WORK TO COMPLETE> Output the entries exactly.

☆ ☆ ☆ ☆

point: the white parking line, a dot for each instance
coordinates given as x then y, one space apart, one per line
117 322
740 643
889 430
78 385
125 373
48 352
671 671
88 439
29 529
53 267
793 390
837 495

☆ ☆ ☆ ☆

SOLUTION>
point: the white parking line, a dot for each instance
coordinates given as x then y, one space apart, one per line
117 322
740 643
889 430
78 385
125 373
48 352
671 671
88 439
29 529
53 267
793 390
837 495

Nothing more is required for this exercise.